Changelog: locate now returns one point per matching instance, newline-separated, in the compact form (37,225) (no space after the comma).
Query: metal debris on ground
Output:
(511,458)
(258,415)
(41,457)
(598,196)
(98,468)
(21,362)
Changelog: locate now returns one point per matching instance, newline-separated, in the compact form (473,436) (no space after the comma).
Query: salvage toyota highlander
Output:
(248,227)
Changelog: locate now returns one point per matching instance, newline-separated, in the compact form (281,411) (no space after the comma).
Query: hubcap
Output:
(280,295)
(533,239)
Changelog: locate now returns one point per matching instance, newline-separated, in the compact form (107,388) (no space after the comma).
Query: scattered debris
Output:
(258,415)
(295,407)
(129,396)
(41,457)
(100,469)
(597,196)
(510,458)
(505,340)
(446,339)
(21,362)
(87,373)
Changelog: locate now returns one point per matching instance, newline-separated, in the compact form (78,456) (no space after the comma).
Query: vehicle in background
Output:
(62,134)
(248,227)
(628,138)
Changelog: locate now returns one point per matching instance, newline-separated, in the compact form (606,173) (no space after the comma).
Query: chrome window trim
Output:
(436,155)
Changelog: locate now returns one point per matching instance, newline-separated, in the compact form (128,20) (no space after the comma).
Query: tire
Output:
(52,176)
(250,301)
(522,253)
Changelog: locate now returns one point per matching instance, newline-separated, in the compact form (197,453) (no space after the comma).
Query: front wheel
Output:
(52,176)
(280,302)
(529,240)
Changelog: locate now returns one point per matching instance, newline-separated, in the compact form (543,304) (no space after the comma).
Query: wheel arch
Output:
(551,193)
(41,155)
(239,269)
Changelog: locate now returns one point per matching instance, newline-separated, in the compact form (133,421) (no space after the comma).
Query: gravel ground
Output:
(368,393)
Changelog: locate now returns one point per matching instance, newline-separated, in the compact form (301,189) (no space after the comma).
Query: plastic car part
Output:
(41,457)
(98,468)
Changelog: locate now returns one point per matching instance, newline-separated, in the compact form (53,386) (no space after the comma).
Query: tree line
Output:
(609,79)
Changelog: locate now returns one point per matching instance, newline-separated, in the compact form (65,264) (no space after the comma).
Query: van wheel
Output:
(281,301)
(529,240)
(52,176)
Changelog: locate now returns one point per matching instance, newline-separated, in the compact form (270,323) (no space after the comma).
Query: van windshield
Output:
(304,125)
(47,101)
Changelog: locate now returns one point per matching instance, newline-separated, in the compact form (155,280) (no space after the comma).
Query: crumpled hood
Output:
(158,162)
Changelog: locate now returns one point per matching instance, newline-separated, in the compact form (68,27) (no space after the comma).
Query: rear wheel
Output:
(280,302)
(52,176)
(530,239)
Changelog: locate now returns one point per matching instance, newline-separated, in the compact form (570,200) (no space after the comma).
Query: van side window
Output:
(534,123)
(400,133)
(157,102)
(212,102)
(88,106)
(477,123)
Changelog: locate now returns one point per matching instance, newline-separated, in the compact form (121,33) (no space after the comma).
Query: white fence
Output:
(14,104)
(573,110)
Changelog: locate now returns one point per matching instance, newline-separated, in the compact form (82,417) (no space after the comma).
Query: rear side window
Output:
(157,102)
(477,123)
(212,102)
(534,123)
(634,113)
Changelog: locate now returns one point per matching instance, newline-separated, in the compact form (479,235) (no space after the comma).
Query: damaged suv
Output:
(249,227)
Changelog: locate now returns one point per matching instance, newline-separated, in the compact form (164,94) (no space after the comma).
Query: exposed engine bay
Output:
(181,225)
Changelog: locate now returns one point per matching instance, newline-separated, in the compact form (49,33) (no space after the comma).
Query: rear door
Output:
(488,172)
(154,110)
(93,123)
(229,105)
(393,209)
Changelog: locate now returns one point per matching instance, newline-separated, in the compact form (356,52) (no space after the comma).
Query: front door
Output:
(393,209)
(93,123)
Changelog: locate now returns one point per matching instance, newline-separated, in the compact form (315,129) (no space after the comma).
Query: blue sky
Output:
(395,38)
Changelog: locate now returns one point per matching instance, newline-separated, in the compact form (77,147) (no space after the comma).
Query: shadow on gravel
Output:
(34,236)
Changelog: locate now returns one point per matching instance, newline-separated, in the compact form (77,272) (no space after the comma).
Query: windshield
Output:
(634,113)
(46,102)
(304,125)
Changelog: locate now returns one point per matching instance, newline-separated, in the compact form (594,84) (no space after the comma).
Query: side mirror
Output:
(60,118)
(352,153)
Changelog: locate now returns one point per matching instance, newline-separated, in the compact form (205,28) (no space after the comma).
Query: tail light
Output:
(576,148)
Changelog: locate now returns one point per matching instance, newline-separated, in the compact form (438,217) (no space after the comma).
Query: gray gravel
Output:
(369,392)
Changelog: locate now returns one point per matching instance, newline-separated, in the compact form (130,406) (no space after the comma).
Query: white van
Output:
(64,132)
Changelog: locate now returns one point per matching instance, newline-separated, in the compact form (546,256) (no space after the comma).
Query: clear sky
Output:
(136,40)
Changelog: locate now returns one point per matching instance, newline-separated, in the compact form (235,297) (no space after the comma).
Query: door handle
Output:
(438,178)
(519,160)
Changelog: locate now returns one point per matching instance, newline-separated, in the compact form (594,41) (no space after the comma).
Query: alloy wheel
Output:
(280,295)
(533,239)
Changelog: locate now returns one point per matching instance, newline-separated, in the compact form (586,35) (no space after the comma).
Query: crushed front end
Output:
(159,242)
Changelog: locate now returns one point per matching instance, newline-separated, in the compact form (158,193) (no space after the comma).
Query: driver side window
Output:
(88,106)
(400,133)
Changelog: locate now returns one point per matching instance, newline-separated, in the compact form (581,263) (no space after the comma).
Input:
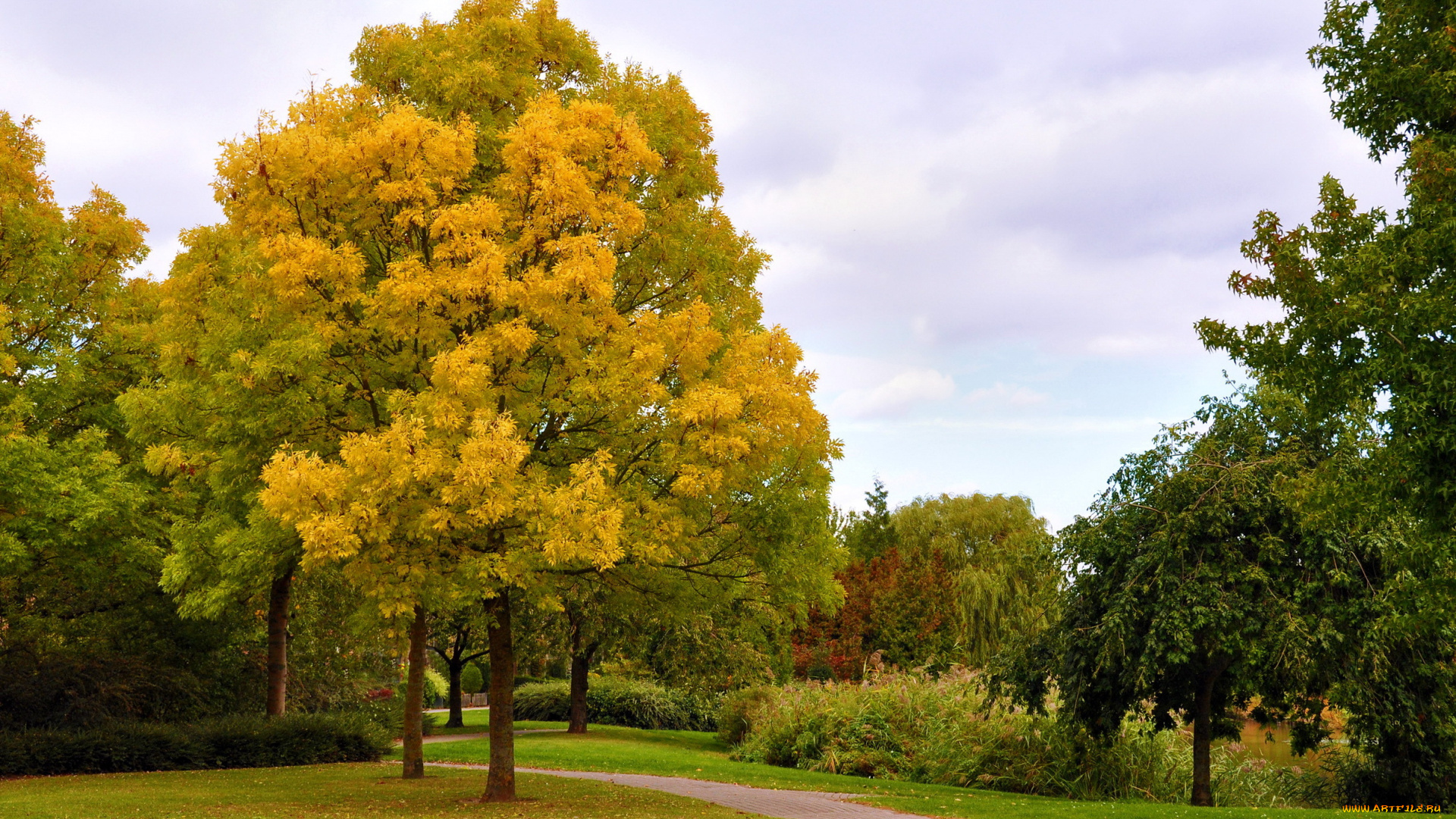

● ● ● ●

### Stated task:
Format every line of the entries above as a Markdown table with the columns "No." and "Line", numbering the rows in order and omitting blank lines. Leave the pictures out of the answer.

### Solution to this problem:
| No. | Line |
|---|---|
| 1 | Changelog: locate now returns one point per matching instance, newline-separated, in the compact form (37,225) (no space after the comma). |
| 2 | Query: metal debris on ground |
| 3 | Output: |
| 4 | (511,458) |
| 5 | (258,415) |
| 6 | (41,457) |
| 7 | (598,196) |
| 8 | (98,468) |
| 9 | (21,362) |
| 10 | Changelog: locate now returns one point per matching instance, newline-separated, in the compact form (473,436) (no space after the comma). |
| 11 | Query: salvage toyota highlander |
| 12 | Output: |
| 13 | (248,227) |
| 14 | Changelog: locate now returns one point per matching instance, newline-separated, in the compact form (281,411) (no space after the comma). |
| 15 | Query: hubcap |
| 16 | Output: |
| 17 | (280,295) |
| 18 | (533,239) |
| 19 | Changelog: locate now returns one point per matching instance, newline-separated, in the compact form (107,388) (no space after the comma). |
| 20 | Query: scattered debris |
| 21 | Output: |
| 22 | (258,415) |
| 23 | (295,407) |
| 24 | (129,396) |
| 25 | (41,457) |
| 26 | (100,469) |
| 27 | (597,196) |
| 28 | (510,458) |
| 29 | (505,340) |
| 30 | (446,339) |
| 31 | (21,362) |
| 32 | (87,373) |
| 33 | Changelog: locate now returns one point per matching instance, newline-separated, in the compact form (78,456) (no space after the comma). |
| 34 | Query: vehicle in background |
| 35 | Output: |
| 36 | (62,134) |
| 37 | (248,227) |
| 38 | (628,138) |
| 39 | Changelog: locate now returns one point per matching instance, newline-separated, in the compact form (606,173) (no space after the comma). |
| 40 | Query: chrome window trim |
| 41 | Output: |
| 42 | (436,155) |
| 43 | Changelog: locate now returns one point per matching instance, newline-separated, in the compact form (128,20) (no space after the comma). |
| 44 | Query: tire |
| 45 | Output: |
| 46 | (52,176) |
| 47 | (250,301) |
| 48 | (522,253) |
| 49 | Changelog: locate now returns one point per matching instance, newline-separated, in the compact form (197,453) (no space after the comma). |
| 50 | Query: front wheel |
| 51 | Output: |
| 52 | (52,176) |
| 53 | (280,302) |
| 54 | (529,240) |
| 55 | Changelog: locate now returns one point per matching instance, newline-separated, in the compact form (543,304) (no space after the comma). |
| 56 | Query: wheel arch |
| 57 | Output: |
| 58 | (551,193) |
| 59 | (41,155) |
| 60 | (239,269) |
| 61 | Changelog: locate now returns one point per matching instance, newline-separated, in the compact form (133,421) (no space after the comma). |
| 62 | Query: gravel ground |
| 63 | Output: |
| 64 | (368,393) |
| 65 | Changelog: locate now returns one point per matching instance, newline-separated, in the compact form (301,189) (no space after the comma). |
| 66 | Query: plastic car part |
| 67 | Output: |
| 68 | (41,457) |
| 69 | (98,468) |
| 70 | Changelog: locate now returns one point per matching instance, newline-separated, in the compact form (53,386) (no space after the comma). |
| 71 | Query: tree line |
| 72 | Output: |
| 73 | (609,79) |
| 74 | Changelog: locate now returns one point per matching instance, newline-separated, in the compact form (65,264) (no space after the comma). |
| 75 | Query: van wheel |
| 76 | Output: |
| 77 | (281,301) |
| 78 | (529,240) |
| 79 | (52,176) |
| 80 | Changelog: locate now returns one point per matching instance, newline-separated, in the compact form (270,323) (no space after the comma). |
| 81 | Query: van windshield |
| 82 | Output: |
| 83 | (304,125) |
| 84 | (47,101) |
| 85 | Changelog: locate now returns one point per matching instance, newline-separated, in the compact form (155,280) (no space after the comma). |
| 86 | Query: crumpled hood |
| 87 | Output: |
| 88 | (158,162) |
| 89 | Changelog: locate now returns one point per matching instance, newline-separated, in the compact form (68,27) (no space after the comma). |
| 90 | Query: rear wheel |
| 91 | Output: |
| 92 | (280,302) |
| 93 | (52,176) |
| 94 | (530,239) |
| 95 | Changelog: locate now returns one point per matching instance, newline-separated, in the compact form (570,200) (no space after the comma). |
| 96 | Query: van side window |
| 97 | Output: |
| 98 | (534,123) |
| 99 | (400,133) |
| 100 | (157,102) |
| 101 | (212,102) |
| 102 | (88,106) |
| 103 | (477,123) |
| 104 | Changelog: locate now returns one point per matching instance, newline-separated, in the compact form (121,33) (no space after the comma). |
| 105 | Query: white fence |
| 106 | Output: |
| 107 | (14,104) |
| 108 | (573,110) |
| 109 | Changelog: locate now returns one point per matching instance, newline-separated, in the compact form (82,417) (no space after the comma). |
| 110 | Query: rear side window |
| 111 | Output: |
| 112 | (157,102) |
| 113 | (477,123) |
| 114 | (212,102) |
| 115 | (534,123) |
| 116 | (634,113) |
| 117 | Changelog: locate now returns one point per matching instance, newline-separated, in the compact form (479,235) (no space after the comma). |
| 118 | Query: damaged suv |
| 119 | Output: |
| 120 | (249,227) |
| 121 | Changelog: locate now returns one point per matching instance, newline-separated, in the compact form (164,94) (no space after the comma). |
| 122 | Query: exposed engine bay |
| 123 | Output: |
| 124 | (181,225) |
| 125 | Changelog: locate now returns one point per matching instance, newline-separated, in the compact form (49,33) (no space after the comma). |
| 126 | Query: rear door |
| 127 | Output: |
| 128 | (488,172) |
| 129 | (154,110) |
| 130 | (93,123) |
| 131 | (229,105) |
| 132 | (393,209) |
| 133 | Changelog: locate now returns one point per matching instance, newline-separated, in the compact form (356,52) (no space after the comma). |
| 134 | Query: front door |
| 135 | Output: |
| 136 | (393,209) |
| 137 | (93,123) |
| 138 | Changelog: locate now returns one point per matching instance, newline-separated, in the compact form (315,129) (no space after the comma). |
| 139 | Query: blue sky |
| 140 | Output: |
| 141 | (395,38) |
| 142 | Changelog: locate now returns one point per matching instance, newline-separated, in the compact form (77,147) (no space after the comma). |
| 143 | Query: shadow on gravel |
| 144 | Output: |
| 145 | (34,236) |
| 146 | Changelog: locate now returns one point per matching instance, newline-separated, in the compact form (77,272) (no space after the comma). |
| 147 | Query: windshield |
| 148 | Output: |
| 149 | (634,113) |
| 150 | (46,102) |
| 151 | (304,125) |
| 152 | Changelog: locate now returns one point per matching instance, newline-separated, in the compact form (594,84) (no space after the comma). |
| 153 | Query: side mirror |
| 154 | Output: |
| 155 | (60,118) |
| 156 | (352,153) |
| 157 | Changelog: locate now returns one point per matching instance, newline-separated, in the compact form (205,28) (no space after the comma). |
| 158 | Query: tail light |
| 159 | Output: |
| 160 | (576,148) |
| 161 | Changelog: locate now returns one point per matching instance, newline-separated, in the compact form (438,217) (no space after the comma). |
| 162 | Query: gray gravel |
| 163 | Output: |
| 164 | (369,392) |
| 165 | Changelog: locate now returns one point per matching instance, newline-separated, in the compact form (130,406) (no space after the comma). |
| 166 | Query: white van |
| 167 | Output: |
| 168 | (64,132) |
| 169 | Changelog: locate now returns one point per matching instance, newline-separated, in the compact form (546,256) (no space after the comma). |
| 170 | Query: clear sky |
| 171 | Output: |
| 172 | (136,40) |
| 173 | Changelog: locate now returns one point per matching instance, newline-separated, in the compact form (235,297) (no space after the comma). |
| 174 | Query: door handle |
| 175 | Output: |
| 176 | (438,178) |
| 177 | (519,160) |
| 178 | Changelog: locate now returns one point per matching instance, newline-separated, in the compact form (594,41) (no space after the comma). |
| 179 | Query: alloy wheel |
| 180 | Output: |
| 181 | (280,295) |
| 182 | (533,239) |
| 183 | Changelog: locate now returns one point per matching instance, newline-separated, in the compact form (586,35) (no space after the comma). |
| 184 | Query: crushed front end |
| 185 | Output: |
| 186 | (159,242) |
| 187 | Changelog: locate now returns one point per matching instance, newline-separated, in the compact form (158,193) (no space after the comma). |
| 188 | Query: driver side window |
| 189 | Output: |
| 190 | (88,106) |
| 191 | (400,133) |
| 192 | Changelog: locate now returns one point per matching instance, newline-separated, in the compact form (581,263) (no space after the comma). |
| 193 | Input: |